-- begin GIVEN INFORMATION --

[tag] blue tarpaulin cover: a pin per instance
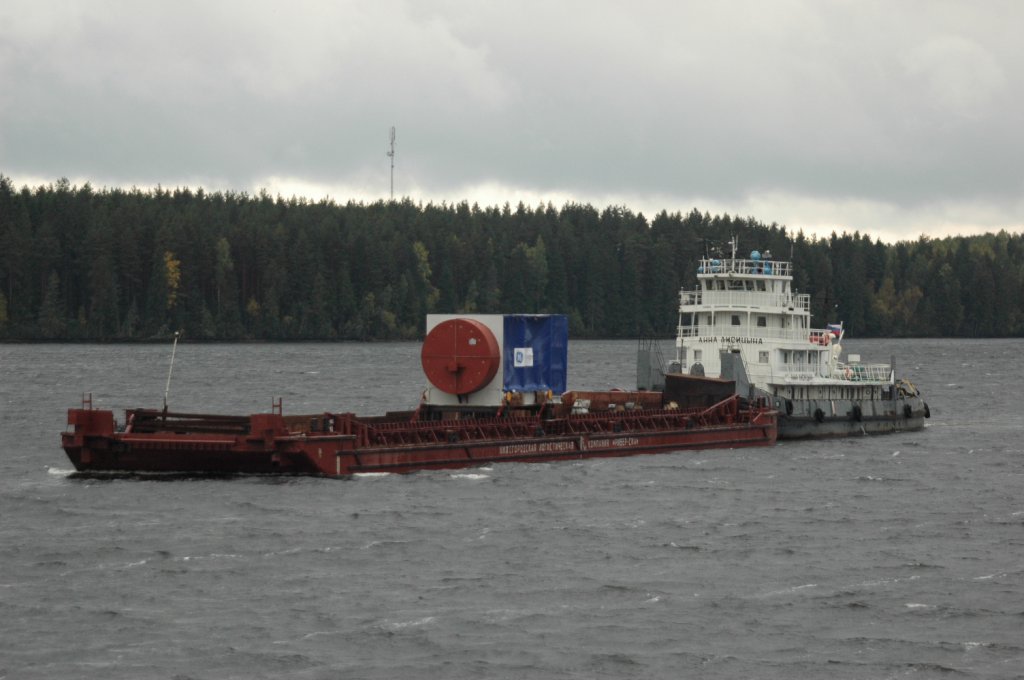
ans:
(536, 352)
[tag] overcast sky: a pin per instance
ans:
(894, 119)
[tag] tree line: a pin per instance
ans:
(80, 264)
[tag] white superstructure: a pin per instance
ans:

-- end GIVEN INFORMATION --

§ PROBLEM REQUIREMENTS:
Write out all of the data above word for word, leaving out the pictures.

§ RESPONSE TO THE EXERCISE:
[tag] blue tarpaulin cover: a pin per instance
ans:
(536, 352)
[tag] overcast sky: a pin per instance
ans:
(894, 119)
[tag] tree line: a pin per instance
ans:
(80, 264)
[tag] white superstructure: a pin per instance
ans:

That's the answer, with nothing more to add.